The Charter of Alliance (سند إتّفاق, Sened-i İttifak) also known as Deed of Agreement was a treaty between the grand vizier of the Ottoman Empire and a number of powerful local rulers signed in 1808, in an attempt to regulate their power and relations with the central Ottoman government.

== Background ==
In the Ottoman Empire, agricultural land was considered to be the sultan's private estate. These estates (dirlik) were granted to cavalrymen (tımarlı sipahi, "timariot sipahis") in return for their military services during war. The system was similar to the fief system of Medieval Europe, except that the land was non-inheritable, precluding the rise of feudalism in the Ottoman Empire. However, during the Empire's decline in the 18th century, two factors provoked a kind of feudalism:
- The advance in military technology, which rendered the Ottoman cavalry far less effective.
- Loss of profitable land and almost continuous wars forced the Ottoman Porte to collect more tax and to appoint tax collectors to provinces.

* Your objective *
In the passage on the Charter of Alliance, rewrite everything from "The Charter of" down to "central Ottoman government." with "powerful" replaced by "influential".

* Supplied information *
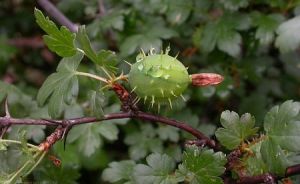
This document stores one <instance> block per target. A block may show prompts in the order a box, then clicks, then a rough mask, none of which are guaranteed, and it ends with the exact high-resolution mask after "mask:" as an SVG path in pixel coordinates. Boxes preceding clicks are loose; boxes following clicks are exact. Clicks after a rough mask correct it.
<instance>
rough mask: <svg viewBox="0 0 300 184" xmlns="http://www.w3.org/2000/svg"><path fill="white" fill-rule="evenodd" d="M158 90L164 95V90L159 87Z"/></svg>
mask: <svg viewBox="0 0 300 184" xmlns="http://www.w3.org/2000/svg"><path fill="white" fill-rule="evenodd" d="M160 92H161V94H162V95H163V97H165V94H164V90H163V89H161V88H160Z"/></svg>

* Task answer *
The Charter of Alliance (سند إتّفاق, Sened-i İttifak) also known as Deed of Agreement was a treaty between the grand vizier of the Ottoman Empire and a number of influential local rulers signed in 1808, in an attempt to regulate their power and relations with the central Ottoman government.